**Problem description:** Each entry below must be given again word for word, with no pictures.
*** Opening Exercise inputs ***
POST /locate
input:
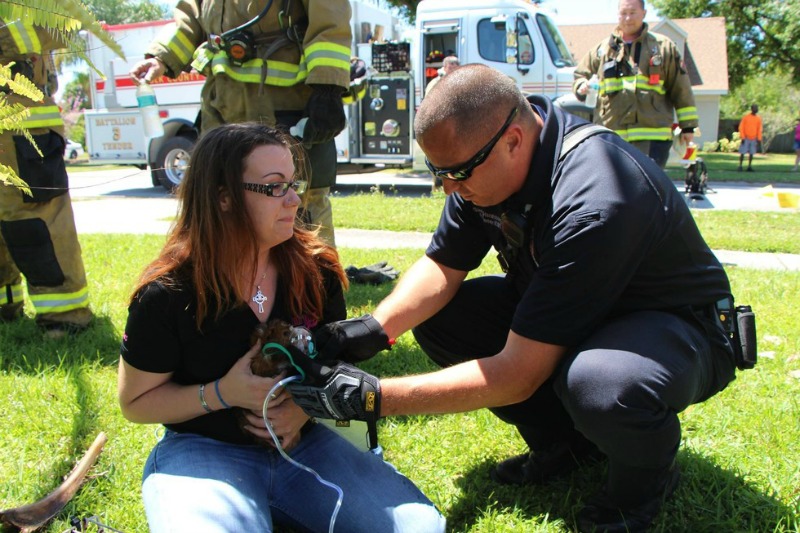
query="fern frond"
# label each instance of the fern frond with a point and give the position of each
(10, 178)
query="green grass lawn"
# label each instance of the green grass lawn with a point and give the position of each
(754, 231)
(723, 167)
(739, 457)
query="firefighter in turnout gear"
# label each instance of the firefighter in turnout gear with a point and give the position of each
(642, 80)
(270, 61)
(37, 233)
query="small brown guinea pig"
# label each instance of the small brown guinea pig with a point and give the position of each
(274, 361)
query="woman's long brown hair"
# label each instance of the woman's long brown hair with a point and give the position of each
(213, 246)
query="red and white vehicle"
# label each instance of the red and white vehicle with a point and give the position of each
(514, 36)
(115, 133)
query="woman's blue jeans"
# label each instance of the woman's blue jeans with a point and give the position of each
(194, 483)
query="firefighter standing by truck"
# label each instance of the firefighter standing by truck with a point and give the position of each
(642, 79)
(271, 61)
(38, 238)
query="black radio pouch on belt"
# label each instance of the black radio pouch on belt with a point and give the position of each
(46, 176)
(739, 324)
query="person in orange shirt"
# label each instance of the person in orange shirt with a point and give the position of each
(750, 129)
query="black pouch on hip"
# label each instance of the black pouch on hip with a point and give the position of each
(45, 174)
(739, 324)
(747, 350)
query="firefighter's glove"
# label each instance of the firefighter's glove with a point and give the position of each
(340, 391)
(352, 340)
(372, 274)
(325, 114)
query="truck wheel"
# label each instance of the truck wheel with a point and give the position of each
(172, 162)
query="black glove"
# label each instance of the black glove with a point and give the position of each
(340, 392)
(353, 340)
(372, 274)
(325, 114)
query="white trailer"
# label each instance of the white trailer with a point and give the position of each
(114, 130)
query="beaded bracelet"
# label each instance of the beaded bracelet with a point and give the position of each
(203, 399)
(216, 388)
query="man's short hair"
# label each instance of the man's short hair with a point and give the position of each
(451, 60)
(641, 2)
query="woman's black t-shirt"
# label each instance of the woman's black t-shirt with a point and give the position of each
(161, 336)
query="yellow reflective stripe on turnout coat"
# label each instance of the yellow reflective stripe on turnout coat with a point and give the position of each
(637, 107)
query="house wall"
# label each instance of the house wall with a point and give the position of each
(708, 112)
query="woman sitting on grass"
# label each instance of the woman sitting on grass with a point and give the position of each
(235, 258)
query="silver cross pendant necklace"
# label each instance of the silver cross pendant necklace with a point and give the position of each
(259, 297)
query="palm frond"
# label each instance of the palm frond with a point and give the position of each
(19, 84)
(66, 17)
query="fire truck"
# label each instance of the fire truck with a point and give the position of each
(115, 132)
(514, 36)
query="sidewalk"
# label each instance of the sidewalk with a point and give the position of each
(154, 216)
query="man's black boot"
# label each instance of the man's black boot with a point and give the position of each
(634, 509)
(540, 466)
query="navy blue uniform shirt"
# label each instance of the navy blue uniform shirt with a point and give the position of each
(607, 233)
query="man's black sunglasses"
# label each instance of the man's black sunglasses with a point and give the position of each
(277, 189)
(465, 171)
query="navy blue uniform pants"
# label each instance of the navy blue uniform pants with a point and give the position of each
(622, 387)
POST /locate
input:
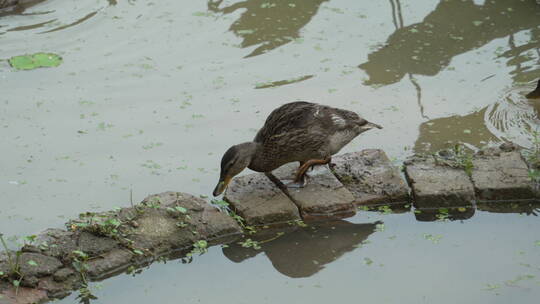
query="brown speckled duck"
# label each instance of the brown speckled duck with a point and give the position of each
(300, 131)
(536, 93)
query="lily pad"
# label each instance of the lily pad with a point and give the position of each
(34, 61)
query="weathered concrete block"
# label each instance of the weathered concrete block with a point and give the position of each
(35, 265)
(435, 186)
(63, 274)
(161, 227)
(95, 245)
(109, 263)
(22, 295)
(370, 177)
(502, 177)
(323, 197)
(54, 242)
(259, 201)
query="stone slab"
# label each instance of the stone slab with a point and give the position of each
(160, 229)
(502, 177)
(22, 295)
(255, 198)
(110, 263)
(323, 197)
(370, 177)
(436, 186)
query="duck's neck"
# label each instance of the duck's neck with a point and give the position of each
(536, 92)
(254, 150)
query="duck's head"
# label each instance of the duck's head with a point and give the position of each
(236, 159)
(535, 93)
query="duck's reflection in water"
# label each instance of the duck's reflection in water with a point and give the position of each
(268, 23)
(515, 118)
(305, 251)
(512, 118)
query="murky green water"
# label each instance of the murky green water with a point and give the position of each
(150, 94)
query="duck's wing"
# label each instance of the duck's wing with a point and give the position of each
(289, 118)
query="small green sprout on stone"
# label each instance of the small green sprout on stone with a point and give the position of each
(34, 61)
(199, 247)
(221, 204)
(456, 158)
(249, 243)
(79, 263)
(443, 214)
(242, 222)
(14, 264)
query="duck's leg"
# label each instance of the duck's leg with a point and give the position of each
(299, 180)
(275, 180)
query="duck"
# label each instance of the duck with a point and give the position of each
(536, 93)
(300, 131)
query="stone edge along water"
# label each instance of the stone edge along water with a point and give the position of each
(172, 224)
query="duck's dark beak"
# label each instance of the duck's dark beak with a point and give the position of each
(222, 185)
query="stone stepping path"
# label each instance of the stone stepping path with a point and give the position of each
(172, 224)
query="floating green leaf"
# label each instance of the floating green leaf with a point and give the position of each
(34, 61)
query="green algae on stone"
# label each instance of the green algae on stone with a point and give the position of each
(34, 61)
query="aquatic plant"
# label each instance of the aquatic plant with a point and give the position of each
*** Closing Exercise inputs ***
**Written reply:**
POST /locate
input:
query="fern frond"
# label each instance of the fern frond with a point and give the position of each
(10, 178)
query="green grass lawn"
# label each instance of the green grass lawn with a point and give the position of each
(754, 231)
(723, 167)
(739, 457)
query="firefighter in turnout gear"
# label each instance of the firefighter in turnout gear with a point and give the position of each
(642, 80)
(270, 61)
(37, 233)
query="small brown guinea pig"
# label each instance of the small brown guinea pig with a point and give the position of each
(274, 361)
query="woman's long brown hair"
# label each instance of the woman's long brown hair with a point and give the position of each
(213, 246)
query="red and white vehicle"
# label each instance of the red and white vehicle with a point and give the position of each
(514, 36)
(115, 133)
query="woman's blue jeans"
# label each instance of the woman's blue jeans with a point and give the position of each
(194, 483)
query="firefighter standing by truck"
# label each instance of the firefighter standing by truck with a point and give the position of each
(642, 79)
(271, 61)
(38, 238)
query="black radio pouch on belt"
# label each instance of the black radio pouch on belt with a point and give the position of each
(46, 176)
(739, 324)
query="person in orange shirt"
# label each instance of the person in orange shirt with a point and give the position of each
(750, 129)
query="black pouch on hip"
# label each instance of the black pouch on hip with a point and give the position of each
(45, 174)
(739, 324)
(747, 350)
query="firefighter's glove"
# label each instance of the firefighter's glove with a point and give the position of each
(340, 391)
(352, 340)
(372, 274)
(325, 114)
query="truck wheel"
# label each instance of the truck wheel with a point and give the position of each
(172, 162)
query="black glove"
# label each instance of the black glove with a point and give the position of each
(340, 392)
(353, 340)
(372, 274)
(325, 114)
query="white trailer"
# label each instance of the white trailer with a point and give the position of each
(114, 130)
query="beaded bracelet"
# label each instance of the beaded bracelet with a point and give the position of each
(203, 399)
(216, 388)
query="man's short hair"
# label each instance of the man's short hair with a point and give the position of each
(451, 60)
(641, 2)
query="woman's black t-shirt"
# label each instance of the woman's black t-shirt with a point and give the position of each
(161, 336)
query="yellow reflective stripe on turnout coat"
# label each instance of the yellow reflective stripe on turnout coat with a point and give the position of each
(637, 107)
query="house wall"
# label each instance of the house wall with a point and give the position of each
(708, 112)
query="woman sitting on grass"
# label each instance of the woman sitting on grass with a point and give the position of each
(235, 258)
query="silver cross pendant necklace"
# label each instance of the silver cross pendant necklace with a point and give the position of each
(259, 297)
query="palm frond"
# label each instance of the palm frond with a point and give the position of each
(19, 84)
(66, 17)
query="fire truck"
# label each instance of the fire truck with a point and give the position of each
(115, 132)
(514, 36)
query="sidewalk"
# label each instance of the sidewalk with a point and give the position of each
(154, 216)
query="man's black boot"
# label each instance of the man's black boot with a point and give the position of each
(634, 509)
(540, 466)
query="navy blue uniform shirt"
# label each instance of the navy blue uniform shirt with a point and give the position of each
(607, 233)
query="man's black sunglasses"
# label each instance of the man's black sunglasses with a point and give the position of each
(277, 189)
(465, 171)
query="navy blue uniform pants"
# label each instance of the navy blue uniform pants with a point and give the position of each
(622, 387)
POST /locate
input:
query="brown speckled duck"
# label each instance of the brown speckled duck with a point and give the position of each
(300, 131)
(536, 93)
query="lily pad"
# label each instance of the lily pad with a point and give the position of each
(34, 61)
query="weathered concrete block"
# label each instance of the weathered concrete block with a point and give the position of each
(35, 265)
(435, 186)
(63, 274)
(161, 227)
(95, 245)
(109, 263)
(22, 295)
(370, 177)
(502, 177)
(323, 197)
(54, 242)
(259, 201)
query="stone slab"
# label each instance of the stone slab with a point and give the position of each
(160, 229)
(502, 177)
(22, 295)
(255, 198)
(110, 263)
(323, 197)
(370, 177)
(436, 186)
query="duck's neck"
# label each instance of the duck's neck with a point and give the position of each
(536, 92)
(254, 150)
query="duck's head"
# label each instance of the duck's head with a point and give the position of each
(236, 159)
(535, 93)
query="duck's reflection in water"
# label each instance of the duck's reflection in water with a point and give the position of each
(268, 23)
(515, 118)
(305, 251)
(512, 118)
query="murky green water"
# label each instance of the murky green water with a point and give the position of each
(150, 94)
query="duck's wing"
# label each instance of the duck's wing with a point and give the position of each
(289, 118)
query="small green sprout on stone"
# label each instance of the small green sprout on stone with a point and give the position of each
(34, 61)
(199, 247)
(221, 204)
(456, 158)
(249, 243)
(79, 263)
(443, 214)
(242, 222)
(14, 264)
query="duck's leg"
# label each instance of the duck's leg with a point and give the position of each
(299, 180)
(275, 180)
query="duck"
# label each instance of the duck with a point and give the position of each
(536, 93)
(300, 131)
query="stone edge along water"
# label each instance of the stone edge along water with a point and give the position of each
(172, 224)
query="duck's dark beak"
# label each instance of the duck's dark beak with a point and give the position of each
(222, 185)
query="stone stepping path"
# label each instance of the stone stepping path with a point and give the position of each
(172, 224)
query="floating green leaf"
# label each instance of the floating green leaf with a point and give the position of each
(34, 61)
query="green algae on stone"
# label each instance of the green algae on stone with a point and give the position of each
(34, 61)
query="aquatic plant"
# label each instance of the aquatic plant with a point and give the position of each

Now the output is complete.